What you have to do »
Lines from the one containing "Class, indicate each instance of the pectoral" to the end of the data below are to be restated exactly, with both ends included and nothing else.
+++
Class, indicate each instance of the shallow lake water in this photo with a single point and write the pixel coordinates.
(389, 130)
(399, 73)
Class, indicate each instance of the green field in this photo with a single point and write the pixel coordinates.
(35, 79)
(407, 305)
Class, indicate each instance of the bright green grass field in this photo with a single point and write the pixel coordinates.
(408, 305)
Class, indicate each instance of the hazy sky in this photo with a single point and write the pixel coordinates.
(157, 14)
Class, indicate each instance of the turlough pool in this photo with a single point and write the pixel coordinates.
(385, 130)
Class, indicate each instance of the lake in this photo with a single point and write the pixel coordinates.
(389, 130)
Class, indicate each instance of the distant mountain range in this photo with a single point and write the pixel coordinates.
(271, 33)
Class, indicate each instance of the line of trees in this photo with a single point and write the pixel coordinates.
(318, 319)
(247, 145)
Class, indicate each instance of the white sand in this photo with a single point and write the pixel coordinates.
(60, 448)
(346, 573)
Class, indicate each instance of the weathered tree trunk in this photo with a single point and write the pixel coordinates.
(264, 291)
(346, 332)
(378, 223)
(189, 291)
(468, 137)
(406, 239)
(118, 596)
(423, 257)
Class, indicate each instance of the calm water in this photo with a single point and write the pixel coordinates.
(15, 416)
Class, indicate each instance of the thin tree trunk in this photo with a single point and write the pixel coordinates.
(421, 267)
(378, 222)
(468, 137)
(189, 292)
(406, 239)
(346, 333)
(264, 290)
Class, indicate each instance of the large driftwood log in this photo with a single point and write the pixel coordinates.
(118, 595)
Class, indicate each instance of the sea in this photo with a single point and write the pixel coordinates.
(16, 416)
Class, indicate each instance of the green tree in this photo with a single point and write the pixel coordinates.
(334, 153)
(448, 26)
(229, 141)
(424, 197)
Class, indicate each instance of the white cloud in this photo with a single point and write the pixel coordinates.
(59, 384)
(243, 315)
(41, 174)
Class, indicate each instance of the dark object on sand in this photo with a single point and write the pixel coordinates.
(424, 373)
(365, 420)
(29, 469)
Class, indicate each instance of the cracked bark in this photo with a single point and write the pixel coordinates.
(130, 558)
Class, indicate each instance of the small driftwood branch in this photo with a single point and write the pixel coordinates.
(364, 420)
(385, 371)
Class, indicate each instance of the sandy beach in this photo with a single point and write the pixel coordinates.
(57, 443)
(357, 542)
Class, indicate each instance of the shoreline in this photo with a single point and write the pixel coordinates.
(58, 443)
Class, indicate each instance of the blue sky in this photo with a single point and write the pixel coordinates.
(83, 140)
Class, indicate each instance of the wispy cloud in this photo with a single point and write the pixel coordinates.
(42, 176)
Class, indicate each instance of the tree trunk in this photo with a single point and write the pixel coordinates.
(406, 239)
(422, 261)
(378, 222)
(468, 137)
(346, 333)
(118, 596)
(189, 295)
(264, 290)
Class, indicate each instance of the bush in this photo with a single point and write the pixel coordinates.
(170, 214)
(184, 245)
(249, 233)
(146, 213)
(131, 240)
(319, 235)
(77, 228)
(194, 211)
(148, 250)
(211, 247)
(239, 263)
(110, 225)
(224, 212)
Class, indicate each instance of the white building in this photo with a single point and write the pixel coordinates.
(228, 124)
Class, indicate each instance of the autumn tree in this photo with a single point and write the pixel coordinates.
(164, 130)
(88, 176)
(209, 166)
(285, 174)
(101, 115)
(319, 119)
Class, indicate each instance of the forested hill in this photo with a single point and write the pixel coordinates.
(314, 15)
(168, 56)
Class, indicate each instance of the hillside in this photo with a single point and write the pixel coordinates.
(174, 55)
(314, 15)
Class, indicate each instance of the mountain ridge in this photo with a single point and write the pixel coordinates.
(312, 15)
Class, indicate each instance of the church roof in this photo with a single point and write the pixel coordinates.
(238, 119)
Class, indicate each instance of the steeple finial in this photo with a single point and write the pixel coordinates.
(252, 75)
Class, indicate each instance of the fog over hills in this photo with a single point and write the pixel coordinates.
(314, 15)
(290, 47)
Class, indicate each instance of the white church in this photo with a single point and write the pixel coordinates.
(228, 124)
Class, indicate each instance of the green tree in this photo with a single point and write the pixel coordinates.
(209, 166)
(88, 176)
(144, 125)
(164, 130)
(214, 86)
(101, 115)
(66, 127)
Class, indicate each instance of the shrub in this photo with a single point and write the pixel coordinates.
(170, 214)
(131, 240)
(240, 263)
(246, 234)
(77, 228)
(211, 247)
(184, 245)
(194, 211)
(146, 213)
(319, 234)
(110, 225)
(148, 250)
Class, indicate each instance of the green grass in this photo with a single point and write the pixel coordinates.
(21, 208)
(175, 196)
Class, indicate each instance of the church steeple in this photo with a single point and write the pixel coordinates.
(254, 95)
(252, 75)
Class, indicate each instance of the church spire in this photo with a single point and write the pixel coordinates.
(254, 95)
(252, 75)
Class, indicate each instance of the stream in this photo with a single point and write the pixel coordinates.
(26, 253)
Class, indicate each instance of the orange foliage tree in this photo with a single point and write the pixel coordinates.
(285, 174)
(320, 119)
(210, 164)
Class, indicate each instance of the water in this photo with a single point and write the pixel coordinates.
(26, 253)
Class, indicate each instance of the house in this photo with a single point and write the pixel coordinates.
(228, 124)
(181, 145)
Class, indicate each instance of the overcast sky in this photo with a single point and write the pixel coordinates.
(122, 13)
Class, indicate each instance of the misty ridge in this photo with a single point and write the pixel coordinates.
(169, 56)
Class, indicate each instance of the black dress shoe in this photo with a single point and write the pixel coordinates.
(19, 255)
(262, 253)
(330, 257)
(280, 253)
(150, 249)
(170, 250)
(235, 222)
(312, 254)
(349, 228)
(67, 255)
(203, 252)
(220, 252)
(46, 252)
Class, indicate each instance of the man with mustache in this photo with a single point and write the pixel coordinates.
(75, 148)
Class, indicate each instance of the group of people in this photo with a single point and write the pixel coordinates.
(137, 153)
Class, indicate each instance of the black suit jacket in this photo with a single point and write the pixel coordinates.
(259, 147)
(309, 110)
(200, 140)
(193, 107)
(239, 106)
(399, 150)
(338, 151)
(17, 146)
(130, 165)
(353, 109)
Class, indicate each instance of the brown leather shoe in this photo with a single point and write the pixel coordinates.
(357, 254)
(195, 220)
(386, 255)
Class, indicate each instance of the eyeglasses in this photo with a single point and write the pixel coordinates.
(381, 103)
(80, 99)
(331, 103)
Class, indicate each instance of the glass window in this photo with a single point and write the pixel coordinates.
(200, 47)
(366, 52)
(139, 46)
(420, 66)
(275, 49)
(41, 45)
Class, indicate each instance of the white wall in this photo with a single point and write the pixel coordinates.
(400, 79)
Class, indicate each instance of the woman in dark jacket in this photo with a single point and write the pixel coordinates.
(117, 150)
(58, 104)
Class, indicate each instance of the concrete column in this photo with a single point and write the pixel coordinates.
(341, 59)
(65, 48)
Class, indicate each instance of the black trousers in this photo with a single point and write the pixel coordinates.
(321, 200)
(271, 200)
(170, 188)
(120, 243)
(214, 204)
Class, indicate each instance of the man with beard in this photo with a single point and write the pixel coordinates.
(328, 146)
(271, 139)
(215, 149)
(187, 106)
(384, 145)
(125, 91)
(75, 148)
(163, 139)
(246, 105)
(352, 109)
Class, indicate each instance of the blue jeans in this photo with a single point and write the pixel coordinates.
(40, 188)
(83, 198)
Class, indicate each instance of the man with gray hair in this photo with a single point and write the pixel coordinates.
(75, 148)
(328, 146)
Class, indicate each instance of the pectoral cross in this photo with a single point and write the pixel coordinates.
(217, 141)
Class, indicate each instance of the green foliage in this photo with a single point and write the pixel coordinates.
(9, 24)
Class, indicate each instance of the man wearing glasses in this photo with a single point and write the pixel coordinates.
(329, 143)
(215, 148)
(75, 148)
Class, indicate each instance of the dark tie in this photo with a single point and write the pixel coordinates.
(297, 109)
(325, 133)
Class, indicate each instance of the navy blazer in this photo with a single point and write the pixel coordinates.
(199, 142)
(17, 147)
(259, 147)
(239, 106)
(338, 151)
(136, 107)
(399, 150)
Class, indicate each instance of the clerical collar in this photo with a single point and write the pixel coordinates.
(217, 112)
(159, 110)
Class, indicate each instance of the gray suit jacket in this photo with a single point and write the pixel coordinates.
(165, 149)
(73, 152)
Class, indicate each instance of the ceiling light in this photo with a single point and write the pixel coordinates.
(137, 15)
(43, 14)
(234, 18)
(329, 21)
+++
Your response »
Class, indicate each instance of the pectoral cross in this photo with a single point and write the pixel coordinates.
(217, 141)
Class, indicate each instance of the green foliage in this photo with a single point and write the pixel coordinates.
(9, 24)
Class, indicate each instance of the man wearing glasses in this photo with a single point and write the pixel coordinates.
(329, 143)
(215, 148)
(75, 148)
Class, indicate each instance of the dark tie in this photo with a single point and write the pixel coordinates.
(297, 109)
(325, 133)
Class, indicate each instance of the navy blazer in this photo with a single point and write the pixel coordinates.
(199, 142)
(17, 147)
(259, 147)
(239, 106)
(338, 151)
(136, 107)
(399, 150)
Class, indicate each instance of the clerical collar in this photo with a single point and write the pixel coordinates.
(217, 112)
(159, 110)
Class, indicate each instance of the gray suit jacket in this photo with a single point and write the pixel coordinates.
(165, 149)
(73, 152)
Class, indicate each instance of the ceiling light in this photo with a single point and write the pixel coordinates.
(137, 15)
(43, 14)
(234, 18)
(329, 21)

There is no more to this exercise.